─── Source extract

Saturday, May 7, 2016

OTBR: Blue House near Wheaton College

Latitude N 41° 52.116
Longitude: W 088° 06.144

A child on a road trip with his family asks, "Where are we?" and the father answers, "Let's check the map. We're off the blue roads [the Interstate Highways marked in blue on the road atlas]. We're off the red roads [the US and state highways]. We're off the black roads [the county highways]. I think we're off the map altogether." It was always my dream to be off the map altogether.

After the jump, a few of the random places (and I mean random literally) that I visited vicariously last month that are "off the blue roads".


  • on the front porch of a light blue house with a wide raised porch just a long frisbee throw from the entrance to the main historic building of Illinois's Wheaton College
  • in Seal Beach, California, in a one-story, gray house with palm trees and gingkos in front and lots of crushed white rock as border
  • in Duncannon, Pennsylvania, in a one-story, brick house with a white frame addition and a glider on the front porch
  • south of Harrisburg, Pennsylvania, in the woods behind a row of large homes on large lots along a ridge line
  • in Virginia, behind Valley Bible Church, reached via Zion Church Road to Refuge Church Road to Double Church Road
  • west of Melbourne, in a new housing estate with a few houses under construction, near a small lake with a walking track
  • on the Hamilton Highway in Victoria, Australia, in a for-sale, modern low brick house with a man hand-watering young trees lining the driveway, trying to keep them alive in the very, very dry area
  • on a farm in New South Wales, scorable from the road, saving a walk through a "forest" of "Farmer's Friends" (or "Sticky Beaks" as some call them)

──────
─── Information shown

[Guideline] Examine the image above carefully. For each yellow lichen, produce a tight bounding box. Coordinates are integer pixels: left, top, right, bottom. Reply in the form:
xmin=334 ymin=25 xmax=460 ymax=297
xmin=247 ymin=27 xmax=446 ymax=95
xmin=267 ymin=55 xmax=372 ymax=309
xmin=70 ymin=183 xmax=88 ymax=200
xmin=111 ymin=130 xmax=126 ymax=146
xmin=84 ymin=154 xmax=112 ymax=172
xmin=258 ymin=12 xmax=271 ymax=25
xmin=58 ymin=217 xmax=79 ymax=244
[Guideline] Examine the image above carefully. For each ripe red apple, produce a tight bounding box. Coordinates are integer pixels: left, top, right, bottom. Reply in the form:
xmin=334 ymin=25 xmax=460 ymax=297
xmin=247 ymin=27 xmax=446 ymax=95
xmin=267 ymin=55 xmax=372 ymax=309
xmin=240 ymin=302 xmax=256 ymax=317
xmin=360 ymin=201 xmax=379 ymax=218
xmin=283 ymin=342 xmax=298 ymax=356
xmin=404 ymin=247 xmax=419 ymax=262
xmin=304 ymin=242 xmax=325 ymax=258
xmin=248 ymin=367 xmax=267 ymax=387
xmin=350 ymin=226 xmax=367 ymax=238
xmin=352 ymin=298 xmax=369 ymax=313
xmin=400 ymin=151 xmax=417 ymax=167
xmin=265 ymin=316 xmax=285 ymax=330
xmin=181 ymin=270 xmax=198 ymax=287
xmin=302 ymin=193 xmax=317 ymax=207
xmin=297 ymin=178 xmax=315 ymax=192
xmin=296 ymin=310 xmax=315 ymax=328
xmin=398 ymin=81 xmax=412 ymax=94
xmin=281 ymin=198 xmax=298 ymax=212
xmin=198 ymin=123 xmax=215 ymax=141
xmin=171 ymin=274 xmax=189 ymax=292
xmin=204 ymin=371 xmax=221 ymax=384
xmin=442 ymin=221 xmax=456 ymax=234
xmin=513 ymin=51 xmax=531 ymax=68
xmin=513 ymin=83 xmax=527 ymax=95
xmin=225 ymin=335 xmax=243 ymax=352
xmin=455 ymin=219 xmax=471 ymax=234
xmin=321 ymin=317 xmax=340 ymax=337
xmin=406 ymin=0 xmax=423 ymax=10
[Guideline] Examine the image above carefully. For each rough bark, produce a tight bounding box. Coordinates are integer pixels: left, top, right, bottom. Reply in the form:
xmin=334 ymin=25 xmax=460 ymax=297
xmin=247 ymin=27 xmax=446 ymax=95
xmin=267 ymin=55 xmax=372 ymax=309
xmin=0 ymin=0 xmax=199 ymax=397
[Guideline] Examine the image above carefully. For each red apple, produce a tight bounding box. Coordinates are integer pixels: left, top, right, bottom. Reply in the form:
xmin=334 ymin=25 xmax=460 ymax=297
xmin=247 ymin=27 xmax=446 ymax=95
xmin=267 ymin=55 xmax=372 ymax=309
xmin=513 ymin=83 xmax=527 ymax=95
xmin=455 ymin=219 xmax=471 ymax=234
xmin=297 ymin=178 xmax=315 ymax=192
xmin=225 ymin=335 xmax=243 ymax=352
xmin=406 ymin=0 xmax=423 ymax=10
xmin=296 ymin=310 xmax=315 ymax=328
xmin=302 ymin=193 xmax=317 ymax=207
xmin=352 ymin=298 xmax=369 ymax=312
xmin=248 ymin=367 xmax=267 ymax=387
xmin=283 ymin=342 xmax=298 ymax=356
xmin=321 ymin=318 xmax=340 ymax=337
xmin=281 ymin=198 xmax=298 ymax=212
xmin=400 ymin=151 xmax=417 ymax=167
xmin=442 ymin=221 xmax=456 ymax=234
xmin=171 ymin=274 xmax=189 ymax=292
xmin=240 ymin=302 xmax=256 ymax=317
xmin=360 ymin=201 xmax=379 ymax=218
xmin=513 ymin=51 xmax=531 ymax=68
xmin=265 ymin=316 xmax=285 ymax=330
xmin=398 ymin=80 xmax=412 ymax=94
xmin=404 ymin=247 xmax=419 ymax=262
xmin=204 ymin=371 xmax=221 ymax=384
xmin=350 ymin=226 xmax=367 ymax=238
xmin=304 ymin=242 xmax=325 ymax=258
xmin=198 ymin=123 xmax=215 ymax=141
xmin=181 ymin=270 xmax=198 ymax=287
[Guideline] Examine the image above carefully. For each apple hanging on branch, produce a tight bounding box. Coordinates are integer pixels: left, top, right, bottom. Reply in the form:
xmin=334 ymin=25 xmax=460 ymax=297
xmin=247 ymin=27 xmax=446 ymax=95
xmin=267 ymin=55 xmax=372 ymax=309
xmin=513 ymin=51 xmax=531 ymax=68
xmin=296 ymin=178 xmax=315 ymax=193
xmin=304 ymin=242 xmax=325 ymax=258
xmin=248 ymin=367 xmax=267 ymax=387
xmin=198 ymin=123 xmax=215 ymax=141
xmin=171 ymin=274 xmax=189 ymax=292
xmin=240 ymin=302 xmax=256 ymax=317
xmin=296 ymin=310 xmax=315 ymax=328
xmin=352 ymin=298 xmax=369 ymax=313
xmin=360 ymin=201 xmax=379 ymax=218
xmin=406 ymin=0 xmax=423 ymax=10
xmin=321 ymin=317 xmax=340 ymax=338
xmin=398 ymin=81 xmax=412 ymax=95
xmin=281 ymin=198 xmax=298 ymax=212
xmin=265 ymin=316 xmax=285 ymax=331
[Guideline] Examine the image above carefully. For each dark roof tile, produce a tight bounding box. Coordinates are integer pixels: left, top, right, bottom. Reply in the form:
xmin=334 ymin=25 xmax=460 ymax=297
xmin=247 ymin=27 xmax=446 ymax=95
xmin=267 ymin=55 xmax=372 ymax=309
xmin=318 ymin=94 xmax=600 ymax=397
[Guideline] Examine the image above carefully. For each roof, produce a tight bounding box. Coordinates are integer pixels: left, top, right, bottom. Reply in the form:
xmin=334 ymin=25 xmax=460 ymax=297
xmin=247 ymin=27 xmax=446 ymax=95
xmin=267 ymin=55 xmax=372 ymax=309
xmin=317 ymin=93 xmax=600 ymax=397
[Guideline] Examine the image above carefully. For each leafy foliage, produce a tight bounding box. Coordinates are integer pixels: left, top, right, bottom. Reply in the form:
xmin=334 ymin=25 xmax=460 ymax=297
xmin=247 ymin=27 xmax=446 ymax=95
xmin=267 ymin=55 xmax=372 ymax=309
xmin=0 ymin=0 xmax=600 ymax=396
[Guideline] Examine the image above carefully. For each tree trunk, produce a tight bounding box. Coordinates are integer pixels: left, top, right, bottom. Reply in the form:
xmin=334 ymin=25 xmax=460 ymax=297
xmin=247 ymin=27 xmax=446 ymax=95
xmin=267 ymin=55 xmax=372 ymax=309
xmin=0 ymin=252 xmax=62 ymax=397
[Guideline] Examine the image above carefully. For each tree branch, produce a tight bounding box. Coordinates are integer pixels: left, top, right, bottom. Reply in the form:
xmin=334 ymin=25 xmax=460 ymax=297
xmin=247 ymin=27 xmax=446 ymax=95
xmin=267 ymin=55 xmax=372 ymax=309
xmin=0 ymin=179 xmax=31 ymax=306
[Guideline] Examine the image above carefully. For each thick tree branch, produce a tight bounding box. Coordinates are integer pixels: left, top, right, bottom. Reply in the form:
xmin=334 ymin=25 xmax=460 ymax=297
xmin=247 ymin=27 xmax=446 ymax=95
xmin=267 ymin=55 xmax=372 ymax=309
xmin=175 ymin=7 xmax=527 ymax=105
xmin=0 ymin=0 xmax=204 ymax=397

──────

» To be done
(1) Please rewrite the paragraph of the blog post beginning "A child on a road trip" as a shorter paragraph that keeps its main facts.
(2) In the blog post, which roads are marked in red on the road atlas?
(3) Name every US state mentioned in the bulleted list of the blog post.

» Exercise answers
(1) On a family road trip, a child asks where they are. The father checks the road atlas and says they are off the blue roads (Interstate Highways), the red roads (US and state highways) and the black roads (county highways), so they seem to be off the map altogether. Being off the map altogether was always the writer's dream.

(2) The US and state highways.

(3) Illinois, California, Pennsylvania, Virginia